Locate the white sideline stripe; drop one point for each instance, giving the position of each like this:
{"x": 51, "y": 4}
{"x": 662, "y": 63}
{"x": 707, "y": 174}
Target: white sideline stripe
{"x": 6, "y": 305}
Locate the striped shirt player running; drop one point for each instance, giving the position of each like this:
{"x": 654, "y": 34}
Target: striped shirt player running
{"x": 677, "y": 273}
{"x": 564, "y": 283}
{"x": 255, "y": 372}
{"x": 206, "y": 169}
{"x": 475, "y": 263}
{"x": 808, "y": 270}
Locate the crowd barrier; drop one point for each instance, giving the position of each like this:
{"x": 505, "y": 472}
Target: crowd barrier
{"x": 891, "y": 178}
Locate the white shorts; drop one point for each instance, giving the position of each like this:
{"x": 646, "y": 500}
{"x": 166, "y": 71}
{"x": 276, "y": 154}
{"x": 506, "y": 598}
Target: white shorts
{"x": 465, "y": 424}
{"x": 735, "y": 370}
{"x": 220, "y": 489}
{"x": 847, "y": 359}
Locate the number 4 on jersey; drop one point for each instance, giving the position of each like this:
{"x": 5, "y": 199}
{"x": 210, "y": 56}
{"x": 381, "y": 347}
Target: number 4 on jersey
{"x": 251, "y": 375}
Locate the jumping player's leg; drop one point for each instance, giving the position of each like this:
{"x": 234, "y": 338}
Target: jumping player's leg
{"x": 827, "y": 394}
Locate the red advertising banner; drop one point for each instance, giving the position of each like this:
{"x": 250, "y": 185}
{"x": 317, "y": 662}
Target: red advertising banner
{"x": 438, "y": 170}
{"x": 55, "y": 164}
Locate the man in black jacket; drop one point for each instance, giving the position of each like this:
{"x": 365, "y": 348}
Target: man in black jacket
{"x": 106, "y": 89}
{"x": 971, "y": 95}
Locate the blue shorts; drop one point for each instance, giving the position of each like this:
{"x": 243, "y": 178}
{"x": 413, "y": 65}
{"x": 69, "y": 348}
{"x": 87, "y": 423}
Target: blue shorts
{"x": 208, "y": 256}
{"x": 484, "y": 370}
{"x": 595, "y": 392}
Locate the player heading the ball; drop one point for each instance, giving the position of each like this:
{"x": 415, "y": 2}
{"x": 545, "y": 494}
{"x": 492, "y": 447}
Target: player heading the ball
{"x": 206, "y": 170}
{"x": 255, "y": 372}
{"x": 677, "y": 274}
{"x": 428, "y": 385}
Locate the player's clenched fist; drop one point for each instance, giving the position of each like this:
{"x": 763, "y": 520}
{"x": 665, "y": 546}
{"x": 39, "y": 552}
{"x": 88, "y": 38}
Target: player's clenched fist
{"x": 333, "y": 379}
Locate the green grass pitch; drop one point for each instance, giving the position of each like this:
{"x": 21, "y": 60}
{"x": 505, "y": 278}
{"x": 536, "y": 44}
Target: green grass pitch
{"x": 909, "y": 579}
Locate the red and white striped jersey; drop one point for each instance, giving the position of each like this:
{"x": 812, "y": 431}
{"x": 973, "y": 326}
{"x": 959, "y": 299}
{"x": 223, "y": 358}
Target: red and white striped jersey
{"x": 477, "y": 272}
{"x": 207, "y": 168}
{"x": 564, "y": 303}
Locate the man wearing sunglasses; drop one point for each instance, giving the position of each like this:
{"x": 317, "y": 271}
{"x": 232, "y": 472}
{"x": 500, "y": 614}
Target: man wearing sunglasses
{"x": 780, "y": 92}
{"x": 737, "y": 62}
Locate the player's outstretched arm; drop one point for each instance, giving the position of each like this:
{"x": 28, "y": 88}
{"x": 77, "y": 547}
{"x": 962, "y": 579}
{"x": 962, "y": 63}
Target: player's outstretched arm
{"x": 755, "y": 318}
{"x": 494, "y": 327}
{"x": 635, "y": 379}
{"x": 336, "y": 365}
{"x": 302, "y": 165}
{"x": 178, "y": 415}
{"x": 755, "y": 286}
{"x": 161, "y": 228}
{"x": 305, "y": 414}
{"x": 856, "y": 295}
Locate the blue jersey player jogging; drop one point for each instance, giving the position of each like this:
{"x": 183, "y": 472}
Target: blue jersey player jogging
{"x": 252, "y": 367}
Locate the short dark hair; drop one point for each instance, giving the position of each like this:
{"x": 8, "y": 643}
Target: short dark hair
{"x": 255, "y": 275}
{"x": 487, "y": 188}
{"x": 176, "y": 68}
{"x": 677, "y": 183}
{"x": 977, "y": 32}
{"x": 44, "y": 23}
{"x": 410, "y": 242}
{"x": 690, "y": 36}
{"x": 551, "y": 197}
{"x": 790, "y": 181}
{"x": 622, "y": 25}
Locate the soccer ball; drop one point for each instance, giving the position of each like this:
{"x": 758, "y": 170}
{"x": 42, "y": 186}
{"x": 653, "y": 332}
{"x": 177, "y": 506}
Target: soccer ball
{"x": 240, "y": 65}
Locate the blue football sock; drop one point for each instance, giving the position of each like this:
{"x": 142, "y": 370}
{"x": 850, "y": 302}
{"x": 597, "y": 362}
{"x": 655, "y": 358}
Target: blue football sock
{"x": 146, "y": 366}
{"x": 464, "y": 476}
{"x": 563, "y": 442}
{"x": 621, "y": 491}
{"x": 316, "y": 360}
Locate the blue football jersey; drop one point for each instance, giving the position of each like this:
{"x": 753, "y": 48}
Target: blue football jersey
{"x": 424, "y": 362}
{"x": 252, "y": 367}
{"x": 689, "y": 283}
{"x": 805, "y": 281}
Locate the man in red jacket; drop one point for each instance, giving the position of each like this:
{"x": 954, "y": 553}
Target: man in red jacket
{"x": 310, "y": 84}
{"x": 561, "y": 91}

********

Print the lines of the listing above again without any change, starting at the line that contains "Locate the man in red" and ending at the last line of the listing.

Locate the man in red jacket; drop one point for each instance, giving the position of each like this:
{"x": 954, "y": 553}
Target: man in red jacket
{"x": 310, "y": 84}
{"x": 561, "y": 91}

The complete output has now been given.